**STATED GOAL**
Put every line of the records below into a JSON array of strings, one string per line, leaving out blank lines.

**RECORDS SHOWN**
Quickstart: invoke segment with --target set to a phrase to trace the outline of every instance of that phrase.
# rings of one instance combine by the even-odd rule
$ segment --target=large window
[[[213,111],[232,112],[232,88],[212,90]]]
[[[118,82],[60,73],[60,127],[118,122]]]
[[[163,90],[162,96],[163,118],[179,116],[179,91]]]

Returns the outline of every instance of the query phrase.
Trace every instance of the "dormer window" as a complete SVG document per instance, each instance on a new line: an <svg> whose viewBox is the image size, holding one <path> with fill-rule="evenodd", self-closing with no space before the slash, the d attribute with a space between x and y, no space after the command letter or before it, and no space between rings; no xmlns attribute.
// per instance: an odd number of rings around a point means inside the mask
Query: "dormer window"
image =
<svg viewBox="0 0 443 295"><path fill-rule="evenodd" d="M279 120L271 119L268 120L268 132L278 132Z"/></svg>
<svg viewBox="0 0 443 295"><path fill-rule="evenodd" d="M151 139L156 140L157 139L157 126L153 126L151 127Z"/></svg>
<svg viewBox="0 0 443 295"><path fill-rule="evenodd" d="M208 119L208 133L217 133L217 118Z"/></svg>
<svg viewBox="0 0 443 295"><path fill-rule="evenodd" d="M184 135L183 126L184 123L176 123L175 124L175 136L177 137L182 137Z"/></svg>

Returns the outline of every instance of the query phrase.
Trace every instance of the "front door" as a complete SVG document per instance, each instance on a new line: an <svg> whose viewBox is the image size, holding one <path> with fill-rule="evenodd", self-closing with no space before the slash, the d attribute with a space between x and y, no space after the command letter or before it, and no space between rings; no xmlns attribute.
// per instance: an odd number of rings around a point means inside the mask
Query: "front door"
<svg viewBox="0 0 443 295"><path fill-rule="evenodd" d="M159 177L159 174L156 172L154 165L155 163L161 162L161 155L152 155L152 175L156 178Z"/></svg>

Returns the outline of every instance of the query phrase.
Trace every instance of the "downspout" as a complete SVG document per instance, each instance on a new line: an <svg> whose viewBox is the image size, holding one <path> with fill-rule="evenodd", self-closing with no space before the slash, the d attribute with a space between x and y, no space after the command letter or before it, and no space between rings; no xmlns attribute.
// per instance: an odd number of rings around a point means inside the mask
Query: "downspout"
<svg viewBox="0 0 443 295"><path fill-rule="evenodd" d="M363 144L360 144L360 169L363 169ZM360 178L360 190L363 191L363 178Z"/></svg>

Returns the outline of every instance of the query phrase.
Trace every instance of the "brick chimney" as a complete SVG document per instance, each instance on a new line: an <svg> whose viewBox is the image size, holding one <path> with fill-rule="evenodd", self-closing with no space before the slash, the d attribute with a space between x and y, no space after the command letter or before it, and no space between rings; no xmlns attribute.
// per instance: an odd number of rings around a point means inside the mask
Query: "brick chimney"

**SOLUTION TO THIS TASK**
[
  "Quickstart: invoke segment with --target set to a phrase to trace the outline of every instance of that phrase.",
  "# rings of one instance combine by the even-odd rule",
  "$ segment --target=large window",
  "[[[213,111],[232,112],[232,88],[212,90]]]",
  "[[[118,82],[60,73],[60,127],[118,122]]]",
  "[[[163,90],[162,96],[163,118],[179,116],[179,91]]]",
  "Returns the outline of every instance of the query phrase.",
  "Trace every instance of the \"dormer window\" as a complete SVG document per instance, each instance on a new line: an <svg> whose viewBox is the image size, holding one <path> with fill-rule=\"evenodd\", self-closing with no space before the slash, the d attribute with a space between x and y, no space after the command letter or before it, and no space between rings; no xmlns attribute.",
  "// per instance: an odd number of rings around a point means inside the mask",
  "Query: \"dormer window\"",
  "image =",
  "<svg viewBox=\"0 0 443 295\"><path fill-rule=\"evenodd\" d=\"M279 120L271 119L268 120L268 132L278 132Z\"/></svg>",
  "<svg viewBox=\"0 0 443 295\"><path fill-rule=\"evenodd\" d=\"M151 139L156 140L157 139L157 126L153 126L151 127Z\"/></svg>",
  "<svg viewBox=\"0 0 443 295\"><path fill-rule=\"evenodd\" d=\"M208 119L208 133L217 133L217 118Z\"/></svg>",
  "<svg viewBox=\"0 0 443 295\"><path fill-rule=\"evenodd\" d=\"M184 135L183 126L184 123L176 123L175 124L175 136L177 137L182 137Z\"/></svg>",
  "Returns the outline of every instance of the query phrase.",
  "Trace every instance of the \"front door\" as a complete SVG document per instance, each instance on a new line: an <svg> whose viewBox is the image size, holding one <path> with fill-rule=\"evenodd\", self-closing with no space before the slash, the d attribute with a space between x and y, no space after the command letter or before it, and no space between rings; no xmlns attribute.",
  "// per instance: an odd number of rings around a point means inside the mask",
  "Query: \"front door\"",
  "<svg viewBox=\"0 0 443 295\"><path fill-rule=\"evenodd\" d=\"M159 177L159 174L156 172L154 165L155 163L161 162L161 155L152 155L152 175L156 178Z\"/></svg>",
  "Returns the outline of every instance of the query phrase.",
  "Trace every instance of the \"downspout\" as a complete SVG document per instance, each instance on a new line: an <svg> whose viewBox is the image size, holding one <path> with fill-rule=\"evenodd\", self-closing with no space before the slash, the d attribute with a space between x and y, no space after the command letter or before it, and no space between rings; no xmlns attribute.",
  "// per instance: an odd number of rings around a point means inside the mask",
  "Query: \"downspout\"",
  "<svg viewBox=\"0 0 443 295\"><path fill-rule=\"evenodd\" d=\"M363 144L360 144L360 169L363 169ZM360 178L360 190L363 191L363 178Z\"/></svg>",
  "Returns the outline of every instance of the query phrase.",
  "Trace every instance of the \"brick chimney\" as a complete SVG document per instance, each instance on a new line: an <svg> whose viewBox is the image size, holding one <path> with fill-rule=\"evenodd\", self-closing with no space before the slash, the d attribute with a space between x and y, no space after the command letter or before it, and no space between rings; no xmlns attribute.",
  "// per instance: an odd number of rings around a point means inside the mask",
  "Query: \"brick chimney\""
]